> Dataset excerpts
::::

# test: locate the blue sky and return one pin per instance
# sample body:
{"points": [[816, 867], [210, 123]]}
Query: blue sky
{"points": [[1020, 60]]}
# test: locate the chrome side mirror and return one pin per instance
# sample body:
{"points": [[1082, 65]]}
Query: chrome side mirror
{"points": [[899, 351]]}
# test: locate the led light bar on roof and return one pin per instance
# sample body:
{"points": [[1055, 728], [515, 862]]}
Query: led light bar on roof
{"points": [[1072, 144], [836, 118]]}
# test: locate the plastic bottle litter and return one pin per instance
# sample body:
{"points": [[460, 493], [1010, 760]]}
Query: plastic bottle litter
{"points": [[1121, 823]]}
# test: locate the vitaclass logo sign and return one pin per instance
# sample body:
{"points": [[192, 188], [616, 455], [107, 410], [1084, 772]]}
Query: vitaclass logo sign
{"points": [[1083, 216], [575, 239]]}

::::

> What is asked
Copy out all of the entries above, replacing every instance of "locate" with "find" and keeping everything else identical.

> Exercise output
# test: find the blue sky and return one pin per instance
# sample body:
{"points": [[816, 867], [210, 123]]}
Query: blue sky
{"points": [[1020, 60]]}
# test: find the chrome side mirror and return one pin per instance
# sample body:
{"points": [[1082, 65]]}
Query: chrome side mirror
{"points": [[899, 351]]}
# test: find the led light bar on roof and return one pin per instance
# sample body:
{"points": [[1055, 728], [515, 862]]}
Query: led light bar on roof
{"points": [[1072, 144], [836, 118]]}
# test: find the plastic bottle litter and return one pin per instance
# sample body:
{"points": [[460, 493], [1010, 760]]}
Query: plastic bottle litter
{"points": [[1121, 823]]}
# test: find the vitaclass logo sign and return one pin per instance
# sample body:
{"points": [[192, 188], [616, 455], [107, 410], [1084, 772]]}
Query: vitaclass logo sign
{"points": [[1083, 216], [575, 239]]}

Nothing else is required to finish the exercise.